Begin RECORDS TO PROCESS

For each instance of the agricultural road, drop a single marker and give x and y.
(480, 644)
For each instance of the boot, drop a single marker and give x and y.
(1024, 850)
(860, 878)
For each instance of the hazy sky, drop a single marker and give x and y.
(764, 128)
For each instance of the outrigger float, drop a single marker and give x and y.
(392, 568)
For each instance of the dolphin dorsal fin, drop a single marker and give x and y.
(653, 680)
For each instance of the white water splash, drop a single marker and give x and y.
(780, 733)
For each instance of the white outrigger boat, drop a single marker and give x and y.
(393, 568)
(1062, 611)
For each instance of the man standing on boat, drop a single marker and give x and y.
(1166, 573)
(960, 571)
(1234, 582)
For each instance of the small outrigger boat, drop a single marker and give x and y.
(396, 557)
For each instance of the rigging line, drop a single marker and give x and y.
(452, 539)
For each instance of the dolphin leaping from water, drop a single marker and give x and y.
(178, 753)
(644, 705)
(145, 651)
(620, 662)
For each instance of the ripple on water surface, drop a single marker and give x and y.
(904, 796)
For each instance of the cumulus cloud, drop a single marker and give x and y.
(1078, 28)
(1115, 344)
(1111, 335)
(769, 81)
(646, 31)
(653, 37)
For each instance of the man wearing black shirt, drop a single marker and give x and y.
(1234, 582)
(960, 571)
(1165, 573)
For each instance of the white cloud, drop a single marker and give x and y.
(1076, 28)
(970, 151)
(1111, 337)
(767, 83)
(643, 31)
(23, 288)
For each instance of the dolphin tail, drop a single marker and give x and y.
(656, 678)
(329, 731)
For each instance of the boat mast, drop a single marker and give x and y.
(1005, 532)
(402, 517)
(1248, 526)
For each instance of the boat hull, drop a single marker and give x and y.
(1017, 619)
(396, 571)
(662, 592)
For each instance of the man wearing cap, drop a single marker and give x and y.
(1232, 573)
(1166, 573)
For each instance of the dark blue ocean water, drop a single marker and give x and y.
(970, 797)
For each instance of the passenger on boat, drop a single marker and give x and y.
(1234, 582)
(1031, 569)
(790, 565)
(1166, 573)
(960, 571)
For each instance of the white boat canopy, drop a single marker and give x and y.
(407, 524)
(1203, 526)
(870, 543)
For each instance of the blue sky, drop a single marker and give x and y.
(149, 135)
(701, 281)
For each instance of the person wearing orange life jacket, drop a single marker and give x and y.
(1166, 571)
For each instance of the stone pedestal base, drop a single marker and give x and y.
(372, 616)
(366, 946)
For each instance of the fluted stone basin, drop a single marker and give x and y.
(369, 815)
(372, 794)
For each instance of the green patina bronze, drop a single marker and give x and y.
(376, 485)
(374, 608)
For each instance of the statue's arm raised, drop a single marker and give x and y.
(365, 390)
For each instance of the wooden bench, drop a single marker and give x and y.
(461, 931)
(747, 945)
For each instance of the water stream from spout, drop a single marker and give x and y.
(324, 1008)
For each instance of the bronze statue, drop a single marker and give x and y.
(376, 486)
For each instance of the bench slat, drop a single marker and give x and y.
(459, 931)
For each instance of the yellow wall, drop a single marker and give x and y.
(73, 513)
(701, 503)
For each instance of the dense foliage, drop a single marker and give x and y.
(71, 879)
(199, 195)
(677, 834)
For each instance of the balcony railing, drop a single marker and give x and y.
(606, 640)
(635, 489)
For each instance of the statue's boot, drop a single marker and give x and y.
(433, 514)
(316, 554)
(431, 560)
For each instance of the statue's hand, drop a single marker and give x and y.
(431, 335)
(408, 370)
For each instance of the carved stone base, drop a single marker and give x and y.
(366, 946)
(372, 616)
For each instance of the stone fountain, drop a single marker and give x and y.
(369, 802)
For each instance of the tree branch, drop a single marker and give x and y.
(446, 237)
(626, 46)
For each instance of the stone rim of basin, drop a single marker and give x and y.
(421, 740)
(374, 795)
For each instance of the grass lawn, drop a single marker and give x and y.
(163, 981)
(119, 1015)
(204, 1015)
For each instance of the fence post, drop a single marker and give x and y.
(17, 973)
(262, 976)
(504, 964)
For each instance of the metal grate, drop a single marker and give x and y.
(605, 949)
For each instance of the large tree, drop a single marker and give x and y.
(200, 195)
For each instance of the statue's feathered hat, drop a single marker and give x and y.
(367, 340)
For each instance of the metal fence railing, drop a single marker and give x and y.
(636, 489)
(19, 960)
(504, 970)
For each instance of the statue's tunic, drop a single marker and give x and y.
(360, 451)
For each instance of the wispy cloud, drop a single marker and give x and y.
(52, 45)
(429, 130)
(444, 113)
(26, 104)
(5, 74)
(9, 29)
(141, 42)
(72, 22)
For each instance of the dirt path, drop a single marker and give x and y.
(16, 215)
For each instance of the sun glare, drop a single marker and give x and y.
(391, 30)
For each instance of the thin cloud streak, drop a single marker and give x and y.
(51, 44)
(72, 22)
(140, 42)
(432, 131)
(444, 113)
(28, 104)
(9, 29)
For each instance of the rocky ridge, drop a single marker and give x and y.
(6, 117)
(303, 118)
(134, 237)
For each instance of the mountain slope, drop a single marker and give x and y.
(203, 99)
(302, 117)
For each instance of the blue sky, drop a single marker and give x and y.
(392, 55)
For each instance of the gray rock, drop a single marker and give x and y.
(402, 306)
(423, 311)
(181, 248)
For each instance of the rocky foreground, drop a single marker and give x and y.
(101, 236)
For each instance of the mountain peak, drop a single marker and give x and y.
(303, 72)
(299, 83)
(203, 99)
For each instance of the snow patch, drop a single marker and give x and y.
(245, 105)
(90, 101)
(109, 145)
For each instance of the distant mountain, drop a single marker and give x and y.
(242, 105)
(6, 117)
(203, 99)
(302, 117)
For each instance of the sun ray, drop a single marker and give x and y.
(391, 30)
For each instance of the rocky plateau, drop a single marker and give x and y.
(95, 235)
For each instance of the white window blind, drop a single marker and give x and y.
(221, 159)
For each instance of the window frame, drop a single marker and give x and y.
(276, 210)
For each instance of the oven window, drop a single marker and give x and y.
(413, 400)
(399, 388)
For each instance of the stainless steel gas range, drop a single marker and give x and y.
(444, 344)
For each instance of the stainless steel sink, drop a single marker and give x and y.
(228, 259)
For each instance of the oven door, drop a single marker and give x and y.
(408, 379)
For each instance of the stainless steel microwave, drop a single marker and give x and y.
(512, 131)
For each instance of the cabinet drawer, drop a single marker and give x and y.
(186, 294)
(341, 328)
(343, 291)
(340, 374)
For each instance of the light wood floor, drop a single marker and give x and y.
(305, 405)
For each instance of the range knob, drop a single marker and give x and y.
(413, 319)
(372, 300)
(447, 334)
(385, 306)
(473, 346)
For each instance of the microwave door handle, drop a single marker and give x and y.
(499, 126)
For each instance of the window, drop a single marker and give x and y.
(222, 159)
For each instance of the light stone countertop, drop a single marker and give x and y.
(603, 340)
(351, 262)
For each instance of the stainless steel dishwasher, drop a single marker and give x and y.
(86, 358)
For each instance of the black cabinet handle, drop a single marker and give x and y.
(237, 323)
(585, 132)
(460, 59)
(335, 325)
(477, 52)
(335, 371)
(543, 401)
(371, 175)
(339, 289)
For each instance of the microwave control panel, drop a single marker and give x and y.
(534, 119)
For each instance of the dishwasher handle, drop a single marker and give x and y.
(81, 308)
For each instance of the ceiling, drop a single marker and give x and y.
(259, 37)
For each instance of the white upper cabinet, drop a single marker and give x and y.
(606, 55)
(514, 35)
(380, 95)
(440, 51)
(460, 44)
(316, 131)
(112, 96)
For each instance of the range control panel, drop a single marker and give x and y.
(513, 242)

End RECORDS TO PROCESS

- [WORK INSTRUCTIONS] Repeat every entry above word for word, from the first line to the last.

- [OUTPUT BELOW]
For each instance of the agricultural road, drop a single marker and give x and y.
(480, 644)
For each instance of the boot, drop a single marker and give x and y.
(1024, 850)
(860, 878)
For each instance of the hazy sky, drop a single marker and give x and y.
(764, 128)
For each instance of the outrigger float, drop a single marker and give x and y.
(392, 568)
For each instance of the dolphin dorsal fin, drop a single marker and give x and y.
(653, 680)
For each instance of the white water splash, drop a single marker and give x and y.
(780, 733)
For each instance of the white outrigger boat, drop a single marker and give x and y.
(393, 568)
(1062, 611)
For each instance of the man standing on boat, drop a single marker and give x and y.
(1166, 573)
(960, 571)
(1234, 582)
For each instance of the small outrigger boat, drop a single marker and give x and y.
(396, 557)
For each instance of the rigging line, drop a single marker and give x and y.
(452, 539)
For each instance of the dolphin leaping from water, drop a single marker and give x and y.
(178, 753)
(644, 705)
(145, 651)
(620, 662)
For each instance of the ripple on water surface, drop a single marker and give x and y.
(904, 796)
For each instance of the cumulus cloud, drop a single marker and give x and y.
(1078, 28)
(1115, 344)
(1111, 335)
(769, 81)
(646, 31)
(653, 37)
For each instance of the man wearing black shirt, drop a single marker and give x and y.
(1234, 582)
(960, 571)
(1165, 573)
For each instance of the white cloud, drop a single marker and give x and y.
(1076, 28)
(970, 151)
(1111, 337)
(767, 83)
(643, 31)
(23, 288)
For each instance of the dolphin tail, drop a single marker and give x and y.
(656, 678)
(329, 731)
For each instance of the boat mast, drop a single marker and give x and y.
(1005, 532)
(402, 517)
(1248, 526)
For each instance of the boat hull, drop a single marker and give x and y.
(1017, 619)
(396, 571)
(662, 592)
For each instance of the man wearing cap, drop a single marker and give x and y.
(1232, 573)
(1166, 573)
For each instance of the dark blue ocean water, drop a single marker and give x and y.
(970, 797)
For each instance of the passenger on boat, drop a single marker and give x and y.
(1234, 582)
(1031, 569)
(790, 565)
(1166, 573)
(960, 571)
For each instance of the white boat canopy, drop a single marker and give x and y.
(407, 524)
(1203, 526)
(870, 543)
For each instance of the blue sky, drop a single marker and give x and y.
(149, 135)
(701, 281)
For each instance of the person wearing orange life jacket, drop a single marker and give x and y.
(1166, 571)
For each instance of the stone pedestal base, drop a single marker and give x and y.
(372, 616)
(366, 946)
For each instance of the fluted stone basin, drop a single marker and give x and y.
(369, 815)
(372, 794)
For each instance of the green patina bronze, drop a single marker and give x and y.
(376, 485)
(374, 608)
For each instance of the statue's arm raised, drop a single marker and give x and y.
(365, 390)
For each instance of the wooden bench, drop a single marker and give x and y.
(461, 931)
(747, 945)
For each instance of the water stream from spout, drop a single marker and give x and y.
(324, 1008)
For each instance of the bronze statue, drop a single marker and give x and y.
(376, 486)
For each instance of the bench slat, drop a single marker and give x and y.
(459, 931)
For each instance of the yellow wall, drop a single marker and give x and y.
(73, 513)
(701, 503)
For each instance of the dense foliage, drop a single marker and give x and y.
(71, 879)
(199, 195)
(677, 834)
For each instance of the balcony railing, drop a single marker and give x and y.
(606, 640)
(635, 489)
For each instance of the statue's boot, drop a single marker and give x and y.
(433, 514)
(316, 554)
(431, 560)
For each instance of the statue's hand, drop a single marker and give x and y.
(431, 335)
(408, 370)
For each instance of the carved stone base, drop a single marker and give x and y.
(366, 946)
(372, 616)
For each instance of the stone fountain, drop a single marker and give x and y.
(369, 802)
For each instance of the tree branch, drop a single marker and give x and y.
(446, 237)
(626, 46)
For each instance of the stone rim of basin, drop a single marker and give x and y.
(421, 740)
(374, 795)
For each instance of the grass lawn, drop a single marker and give x and y.
(163, 981)
(119, 1015)
(204, 1015)
For each instance of the fence post, drop a single marker and give x and y.
(17, 973)
(262, 976)
(504, 964)
For each instance of the metal grate, drop a single marker and give x and y.
(605, 949)
For each instance of the large tree, drop a single marker and give x and y.
(200, 195)
For each instance of the statue's feathered hat, drop a single marker and give x and y.
(367, 340)
For each instance of the metal fence railing, drop a single marker and give x and y.
(636, 489)
(19, 960)
(504, 970)
For each instance of the statue's tunic, drop a single marker and give x and y.
(360, 451)
For each instance of the wispy cloud, drop a single marker and give x and y.
(52, 45)
(429, 130)
(444, 113)
(26, 104)
(5, 74)
(9, 29)
(141, 42)
(72, 22)
For each instance of the dirt path, drop a single marker and give x and y.
(16, 215)
For each instance of the sun glare, drop a single marker and give x and y.
(391, 30)
For each instance of the thin cloud streak, drop a single marker and give x and y.
(51, 44)
(72, 22)
(140, 42)
(432, 131)
(444, 113)
(28, 104)
(9, 29)
For each instance of the rocky ridge, drop a single marker and give x and y.
(6, 117)
(303, 118)
(134, 237)
For each instance of the mountain slope, drop a single marker and give x and y.
(203, 99)
(302, 117)
For each instance of the blue sky, drop a single marker and give x and y.
(392, 55)
For each instance of the gray rock, drop a single marker and give x and y.
(402, 306)
(423, 311)
(181, 248)
For each instance of the rocky foreground, drop a single marker and give x and y.
(101, 236)
For each instance of the mountain peak, drop a single marker and give x and y.
(303, 72)
(299, 83)
(203, 99)
For each instance of the snow patch, drop a single marker and give x and y.
(245, 105)
(90, 101)
(109, 145)
For each instance of the distant mountain, drop a single marker and give x and y.
(242, 105)
(6, 117)
(203, 99)
(302, 117)
For each instance of the sun ray, drop a single marker and give x and y.
(391, 30)
For each instance of the rocky plateau, drop a single marker and give x and y.
(95, 235)
For each instance of the white window blind, drop a single marker and give x and y.
(221, 159)
For each instance of the window frame, drop a single marker and give x and y.
(276, 210)
For each instance of the oven window, drop a single marker and give x and y.
(413, 400)
(399, 388)
For each instance of the stainless steel gas range, drop a single marker and give x and y.
(444, 344)
For each instance of the stainless steel sink, drop a single marker and give x and y.
(228, 259)
For each instance of the oven door, drop a single marker and give x and y.
(408, 379)
For each instance of the stainless steel microwave, drop a single marker and give x and y.
(512, 131)
For each instance of the cabinet drawer, drop a single marker and give x and y.
(186, 294)
(341, 328)
(343, 291)
(340, 374)
For each instance of the light wood floor, drop a single marker and give x and y.
(305, 405)
For each instance of the range knob, drop a single marker and give x and y.
(413, 319)
(372, 300)
(447, 334)
(385, 306)
(473, 346)
For each instance of the microwave door handle, drop a single marker and give x and y.
(499, 126)
For each instance of the window, drop a single marker and give x and y.
(222, 159)
For each instance of the light stone countertop, drop a single marker and give x and y.
(603, 340)
(351, 262)
For each instance of the stainless steel dishwasher, drop a single marker and give x and y.
(86, 358)
For each instance of the black cabinet handle, drop a single marker and give x and y.
(237, 323)
(585, 132)
(460, 59)
(335, 325)
(477, 52)
(335, 371)
(543, 401)
(371, 175)
(339, 289)
For each instance of the microwave control panel, drop a single marker and give x and y.
(534, 119)
For each instance of the dishwasher handle, drop a single marker and give x and y.
(81, 308)
For each instance of the ceiling, drop a single marker and give x and y.
(259, 37)
For each instance of the white upper cabinet, drop a single marker and give x and y.
(606, 55)
(514, 35)
(380, 95)
(440, 51)
(460, 44)
(316, 131)
(112, 96)
For each instance of the range control panel, drop a single marker and give x and y.
(513, 242)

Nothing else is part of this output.